══ Extract provided

Efficient Abdominal Segmentation on Clinically Acquired CT with SIMPLE Context Learning
Zhoubing Xu, Ryan P. Burke, Christopher P. Lee, Rebeccah B. Baucom, Benjamin K. Poulose, Richard G. Abramson, Bennett A. Landman. “Efficient Abdominal Segmentation on Clinically Acquired CT with SIMPLE Context Learning.” In Proceedings of the SPIE Medical Imaging Conference. Orlando, Florida, February 2015. †
Full text: https://www.ncbi.nlm.nih.gov/pmc/articles/PMC4405802/
Abdominal segmentation on clinically acquired computed tomography (CT) has been a challenging problem given the inter-subject variance of human abdomens and complex 3-D relationships among organs. Multi-atlas segmentation (MAS) provides a potentially robust solution by leveraging label atlases via image registration and statistical fusion. We posit that the efficiency of atlas selection requires further exploration in the context of substantial registration errors. The selective and iterative method for performance level estimation (SIMPLE) method is a MAS technique integrating atlas selection and label fusion that has proven effective for prostate radiotherapy planning. Herein, we revisit atlas selection and fusion techniques for segmenting 12 abdominal structures using clinically acquired CT. Using a re-derived SIMPLE algorithm, we show that performance on multi-organ classification can be improved by accounting for exogenous information through Bayesian priors (so called context learning). These innovations are integrated with the joint label fusion (JLF) approach to reduce the impact of correlated errors among selected atlases for each organ, and a graph cut technique is used to regularize the combined segmentation. In a study of 100 subjects, the proposed method outperformed other comparable MAS approaches, including majority vote, SIMPLE, JLF, and the Wolz locally weighted vote technique. The proposed technique provides consistent improvement over state-of-the-art approaches (median improvement of 7.0% and 16.2% in DSC over JLF and Wolz, respectively) and moves toward efficient segmentation of large-scale clinically acquired CT data for biomarker screening, surgical navigation, and data mining.

════

In the abstract on abdominal CT segmentation above, what median DSC improvement did the proposed method achieve over JLF?

══ Extracted records

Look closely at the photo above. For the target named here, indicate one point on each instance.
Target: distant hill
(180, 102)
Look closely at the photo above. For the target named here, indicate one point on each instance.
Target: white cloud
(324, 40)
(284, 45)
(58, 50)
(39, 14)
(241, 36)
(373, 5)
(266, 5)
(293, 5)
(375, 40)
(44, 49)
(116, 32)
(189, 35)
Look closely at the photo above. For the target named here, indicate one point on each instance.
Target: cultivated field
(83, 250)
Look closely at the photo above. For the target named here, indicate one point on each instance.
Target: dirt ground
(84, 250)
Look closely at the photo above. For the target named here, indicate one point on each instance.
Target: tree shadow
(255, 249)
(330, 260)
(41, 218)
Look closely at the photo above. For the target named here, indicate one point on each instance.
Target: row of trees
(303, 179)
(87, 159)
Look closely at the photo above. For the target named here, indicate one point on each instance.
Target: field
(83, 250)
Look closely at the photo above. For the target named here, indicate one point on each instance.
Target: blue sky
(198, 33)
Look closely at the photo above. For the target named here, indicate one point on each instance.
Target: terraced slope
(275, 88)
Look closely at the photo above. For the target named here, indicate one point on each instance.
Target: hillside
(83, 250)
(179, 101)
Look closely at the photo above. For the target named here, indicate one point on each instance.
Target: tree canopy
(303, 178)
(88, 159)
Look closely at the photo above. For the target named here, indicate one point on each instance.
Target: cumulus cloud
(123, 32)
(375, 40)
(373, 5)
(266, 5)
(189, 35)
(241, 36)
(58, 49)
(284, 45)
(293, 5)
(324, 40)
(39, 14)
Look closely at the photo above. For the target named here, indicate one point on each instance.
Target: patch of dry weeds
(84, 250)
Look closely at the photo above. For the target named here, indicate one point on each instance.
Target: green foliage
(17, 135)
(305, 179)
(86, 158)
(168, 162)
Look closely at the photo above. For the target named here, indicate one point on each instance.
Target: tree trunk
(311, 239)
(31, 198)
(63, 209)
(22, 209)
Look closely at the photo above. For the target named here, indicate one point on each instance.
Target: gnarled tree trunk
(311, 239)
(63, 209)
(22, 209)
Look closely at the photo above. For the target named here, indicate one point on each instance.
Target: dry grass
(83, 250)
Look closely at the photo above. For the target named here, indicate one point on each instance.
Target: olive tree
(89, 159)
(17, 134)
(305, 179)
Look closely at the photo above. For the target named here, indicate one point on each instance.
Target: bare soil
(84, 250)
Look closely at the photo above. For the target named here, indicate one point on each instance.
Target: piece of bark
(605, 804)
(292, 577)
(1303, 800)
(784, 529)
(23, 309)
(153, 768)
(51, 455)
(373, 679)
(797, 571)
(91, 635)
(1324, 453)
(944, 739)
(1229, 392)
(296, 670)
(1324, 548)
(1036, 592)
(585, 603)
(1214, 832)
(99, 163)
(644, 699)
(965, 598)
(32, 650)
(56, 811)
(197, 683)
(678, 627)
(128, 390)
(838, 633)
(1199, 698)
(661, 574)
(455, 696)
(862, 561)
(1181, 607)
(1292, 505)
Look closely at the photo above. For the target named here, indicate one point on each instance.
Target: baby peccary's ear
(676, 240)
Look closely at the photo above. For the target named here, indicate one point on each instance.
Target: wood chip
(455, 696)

════

Expected answer
A median improvement of 7.0% in DSC.